**TUJUAN 1**
Menurut kutipan berita tentang Bupati Bekasi di bawah, berapa lama ia diperiksa di Kantor KPK?

**KUTIPAN**

Kasus Suap di Bekasi
Jadi Tahanan KPK, Tak Ada Lagi Senyum dan Canda Bupati Bekasi
Sikap berbeda 180 derajat diperlihatkan oleh Bupati Bekasi, Neneng Hasanah Yassin usai diperiksa 16 jam di Kantor KPK.
TRIBUNNEWS.COM, JAKARTA - Sikap berbeda 180 derajat diperlihatkan oleh Bupati Bekasi, Neneng Hasanah Yassin usai diperiksa 16 jam di Kantor Komisi Pemberantasan Korupsi, Jakarta, Selasa (16/10/2018).
Tribun yang sempat ikut saat berbincang dengannya di Kantor Bupati Bekasi pada Senin (15/10) siang, masih melihat senyum yang mengembang di wajahnya.
Masih terdengar candaan yang dilontarkannya saat wartawan yang hadir mencecar pertanyaan mengenai penangkapan anak buahnya oleh KPK.
Baca: PT MSU akan Lakukan Investigasi Internal Bekerjasama dengan KPK
Padahal, sehari sebelumnya, saat ditanya mengenai proyek tersebut merupakan perizinan properti dari perusahaan besar di daerah tersebut, Neneng sama sekali tidak mengetahui. "Menurut KPK sih begitu ya. Kalian lebih tahu lah. Ayo kasih tahu saya dong," ujarnya seraya berkelakar kepada wartawan.

**TUJUAN 2**
Tulis ulang baris data di bawah, mulai dari baris yang memuat "Target: green jacket" sampai baris terakhir. Tukar "each instance" menjadi "every object", dan biarkan bagian lain tetap sama.

**BARIS YANG DISEDIAKAN**
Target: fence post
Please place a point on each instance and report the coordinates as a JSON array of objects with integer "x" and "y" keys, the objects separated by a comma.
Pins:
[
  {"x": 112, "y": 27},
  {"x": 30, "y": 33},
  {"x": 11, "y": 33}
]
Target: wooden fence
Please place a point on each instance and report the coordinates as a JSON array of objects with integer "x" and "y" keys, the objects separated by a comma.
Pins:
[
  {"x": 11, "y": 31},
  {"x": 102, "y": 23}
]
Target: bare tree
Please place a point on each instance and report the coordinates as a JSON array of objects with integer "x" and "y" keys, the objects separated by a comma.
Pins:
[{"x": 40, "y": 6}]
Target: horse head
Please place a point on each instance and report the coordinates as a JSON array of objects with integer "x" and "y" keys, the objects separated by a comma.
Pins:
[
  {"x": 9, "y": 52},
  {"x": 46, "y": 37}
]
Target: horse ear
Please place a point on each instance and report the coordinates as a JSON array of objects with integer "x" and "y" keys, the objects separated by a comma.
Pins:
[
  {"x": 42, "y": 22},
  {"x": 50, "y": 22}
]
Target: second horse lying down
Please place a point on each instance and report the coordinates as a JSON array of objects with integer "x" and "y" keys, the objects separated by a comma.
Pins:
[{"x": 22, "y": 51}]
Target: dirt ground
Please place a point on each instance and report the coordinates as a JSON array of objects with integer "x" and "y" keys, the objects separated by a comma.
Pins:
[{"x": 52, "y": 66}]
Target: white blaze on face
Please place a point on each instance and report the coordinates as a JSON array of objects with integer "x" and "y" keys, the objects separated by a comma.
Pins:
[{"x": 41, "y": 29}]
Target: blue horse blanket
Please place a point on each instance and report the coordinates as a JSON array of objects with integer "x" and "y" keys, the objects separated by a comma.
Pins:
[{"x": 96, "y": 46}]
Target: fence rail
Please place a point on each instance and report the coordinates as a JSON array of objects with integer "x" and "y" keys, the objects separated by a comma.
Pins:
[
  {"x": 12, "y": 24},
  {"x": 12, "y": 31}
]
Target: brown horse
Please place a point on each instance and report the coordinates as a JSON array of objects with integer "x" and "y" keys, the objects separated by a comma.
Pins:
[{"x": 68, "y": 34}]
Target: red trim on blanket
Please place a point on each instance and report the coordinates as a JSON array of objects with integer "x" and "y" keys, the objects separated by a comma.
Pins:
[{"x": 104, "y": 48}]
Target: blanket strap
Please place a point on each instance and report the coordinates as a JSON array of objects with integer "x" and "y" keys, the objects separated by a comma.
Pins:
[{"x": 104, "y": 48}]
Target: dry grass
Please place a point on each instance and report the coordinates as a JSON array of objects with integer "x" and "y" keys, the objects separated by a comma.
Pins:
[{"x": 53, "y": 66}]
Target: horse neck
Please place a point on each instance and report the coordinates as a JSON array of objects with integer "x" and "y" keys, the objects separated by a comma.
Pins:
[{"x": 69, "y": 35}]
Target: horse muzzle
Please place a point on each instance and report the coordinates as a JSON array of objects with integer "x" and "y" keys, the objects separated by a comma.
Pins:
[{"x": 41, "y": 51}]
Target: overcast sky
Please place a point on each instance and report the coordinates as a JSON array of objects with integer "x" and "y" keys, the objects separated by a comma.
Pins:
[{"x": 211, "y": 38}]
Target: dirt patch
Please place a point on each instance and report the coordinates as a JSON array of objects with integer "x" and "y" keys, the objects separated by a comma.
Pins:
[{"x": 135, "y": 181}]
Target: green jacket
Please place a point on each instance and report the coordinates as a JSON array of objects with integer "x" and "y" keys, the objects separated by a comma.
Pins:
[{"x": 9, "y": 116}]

**JAWABAN TERTULIS 1**
Ia diperiksa selama 16 jam.

**JAWABAN TERTULIS 2**
Target: green jacket
Please place a point on every object and report the coordinates as a JSON array of objects with integer "x" and "y" keys, the objects separated by a comma.
Pins:
[{"x": 9, "y": 116}]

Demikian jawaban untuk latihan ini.